Задание 1:
Измените записи начиная со строки с «of the lake» и до конца записей включительно: замените «planogram checker» на «shelf audit tool», а остальное в этих строках оставьте без изменений. Приведите только эти строки.

Исходный фрагмент:
* * * * * * *

В чем причина этого разгрома? Разумеется, не в контрреволюционной позиции, занятой, что совершенно естественно, частью православной иерархии, — если бы это было так, то по мере ослабления угрозы контрреволюции положение церкви улучшалось бы, между тем происходило нечто противоположное. Дело в другом.
Длительное пребывание в самодержавно-православном монолите могло привести к тотальному отрицанию самодержавия и религии, но оно не могло выработать терпимости и правосознания, оно сформировало тот характер, изменить который труднее, чем изменить мировоззрение. При этом тонкий элитарный интеллигентский слой, в котором постепенно формировался новый характер, где действительно постепенно возникала терпимость, был сметен революцией. Снизу поднялись социальные слои с глубоко архаичным сознанием, которые могли воспринять новую революционную идеологию лишь в квазирелигиозной и догматической форме. Пока в партии лидировал узкий слой революционеров-интеллигентов, еще сохранялась какая-то мировоззренческая терпимость, но этот слой был расколот внутренними распрями и сметен поднявшейся снизу волной. Сознание миллионов новообращенных «марксистов» также не могло допустить, что действуют церкви, в которых открыто пропагандируется «реакционная идеология», как более полутора тысяч лет назад сознание христиан, пришедших к власти в Римской империи, не могло допустить, что в языческих храмах продолжается «служение демонам». Это глубоко догматическое сознание требовало как можно скорейшего и полнейшего единообразия — единой догмы, единого вождя, единого плана. Сталин был выразителем духа и воли этих людей, и к 1930 г. он окончательно привел страну к тому единообразию, которое должно было означать социализм. При этом то, что пережили духовенство и верующие, не поддается описанию — гонение таких масштабов церковь не переживала, наверное, со времен Диоклетиана.

* * * * * * *

Предоставленные записи:
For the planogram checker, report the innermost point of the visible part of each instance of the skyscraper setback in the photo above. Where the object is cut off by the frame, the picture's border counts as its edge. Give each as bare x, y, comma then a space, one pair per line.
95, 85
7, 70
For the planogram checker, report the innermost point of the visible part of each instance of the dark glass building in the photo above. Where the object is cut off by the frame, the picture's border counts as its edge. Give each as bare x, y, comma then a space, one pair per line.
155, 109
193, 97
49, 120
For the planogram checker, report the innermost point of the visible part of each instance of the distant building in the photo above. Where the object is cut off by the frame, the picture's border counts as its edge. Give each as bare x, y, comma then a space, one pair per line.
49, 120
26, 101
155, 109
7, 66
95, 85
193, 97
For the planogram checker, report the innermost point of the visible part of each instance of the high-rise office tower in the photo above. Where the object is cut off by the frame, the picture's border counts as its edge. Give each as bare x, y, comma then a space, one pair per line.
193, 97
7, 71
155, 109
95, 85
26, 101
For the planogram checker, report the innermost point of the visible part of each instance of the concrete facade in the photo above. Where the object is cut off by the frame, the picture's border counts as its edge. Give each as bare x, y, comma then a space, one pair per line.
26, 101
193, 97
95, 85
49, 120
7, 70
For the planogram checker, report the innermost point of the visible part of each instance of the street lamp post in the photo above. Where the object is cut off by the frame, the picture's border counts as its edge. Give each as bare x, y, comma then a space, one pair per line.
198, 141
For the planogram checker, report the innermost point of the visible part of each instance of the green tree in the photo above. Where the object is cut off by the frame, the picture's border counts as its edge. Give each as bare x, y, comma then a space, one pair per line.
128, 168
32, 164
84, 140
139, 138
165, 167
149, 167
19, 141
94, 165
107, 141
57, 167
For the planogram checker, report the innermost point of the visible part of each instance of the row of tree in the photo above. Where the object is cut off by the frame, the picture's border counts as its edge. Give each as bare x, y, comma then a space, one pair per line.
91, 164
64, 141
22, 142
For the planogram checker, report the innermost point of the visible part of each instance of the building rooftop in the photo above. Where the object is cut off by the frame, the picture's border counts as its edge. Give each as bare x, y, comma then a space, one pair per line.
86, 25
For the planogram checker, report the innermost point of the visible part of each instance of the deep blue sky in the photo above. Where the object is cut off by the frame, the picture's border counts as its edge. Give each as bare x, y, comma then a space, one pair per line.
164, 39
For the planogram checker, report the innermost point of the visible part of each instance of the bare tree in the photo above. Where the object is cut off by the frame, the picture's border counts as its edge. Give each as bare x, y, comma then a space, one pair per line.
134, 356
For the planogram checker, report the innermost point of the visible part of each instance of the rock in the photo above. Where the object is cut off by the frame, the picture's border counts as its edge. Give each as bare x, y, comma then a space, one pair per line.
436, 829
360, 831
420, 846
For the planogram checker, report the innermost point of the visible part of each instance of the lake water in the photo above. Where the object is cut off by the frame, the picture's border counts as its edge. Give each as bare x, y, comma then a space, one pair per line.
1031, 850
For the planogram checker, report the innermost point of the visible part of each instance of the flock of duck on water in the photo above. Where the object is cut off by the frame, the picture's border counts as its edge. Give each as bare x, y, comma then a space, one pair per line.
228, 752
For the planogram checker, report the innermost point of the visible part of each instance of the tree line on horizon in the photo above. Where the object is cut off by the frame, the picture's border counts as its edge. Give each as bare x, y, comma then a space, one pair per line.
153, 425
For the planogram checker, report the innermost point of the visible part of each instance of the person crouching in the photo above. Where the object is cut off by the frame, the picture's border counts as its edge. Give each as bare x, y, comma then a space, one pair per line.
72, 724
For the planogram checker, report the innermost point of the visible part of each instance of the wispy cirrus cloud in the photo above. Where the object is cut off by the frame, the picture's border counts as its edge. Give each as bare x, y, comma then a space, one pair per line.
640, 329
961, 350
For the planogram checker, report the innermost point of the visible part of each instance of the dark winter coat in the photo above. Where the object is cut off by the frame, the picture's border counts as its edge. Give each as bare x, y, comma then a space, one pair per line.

* * * * * * *

Задание 2:
К какому году, согласно фрагменту, Сталин окончательно привел страну к единообразию?

Готовый ответ 1:
For the shelf audit tool, report the innermost point of the visible part of each instance of the lake water in the photo above. Where the object is cut off by the frame, the picture's border counts as its edge. Give each as bare x, y, comma then a space, one pair per line.
1031, 850
For the shelf audit tool, report the innermost point of the visible part of each instance of the flock of duck on water in the photo above. Where the object is cut off by the frame, the picture's border counts as its edge. Give each as bare x, y, comma then a space, one pair per line.
228, 752
For the shelf audit tool, report the innermost point of the visible part of each instance of the tree line on horizon in the photo above. Where the object is cut off by the frame, the picture's border counts as its edge. Give each as bare x, y, comma then a space, one pair per line.
153, 425
For the shelf audit tool, report the innermost point of the visible part of each instance of the person crouching in the photo above. Where the object is cut off by the frame, the picture's border counts as its edge. Give each as bare x, y, comma then a space, one pair per line.
72, 724
For the shelf audit tool, report the innermost point of the visible part of each instance of the wispy cirrus cloud in the photo above. Where the object is cut off by the frame, the picture's border counts as its edge. Give each as bare x, y, comma then a space, one pair per line.
640, 329
961, 350
For the shelf audit tool, report the innermost point of the visible part of each instance of the dark winter coat in the photo above. Where the object is cut off by the frame, the picture's border counts as its edge. Give each as bare x, y, comma then a space, one pair per line.

Готовый ответ 2:
К 1930 году.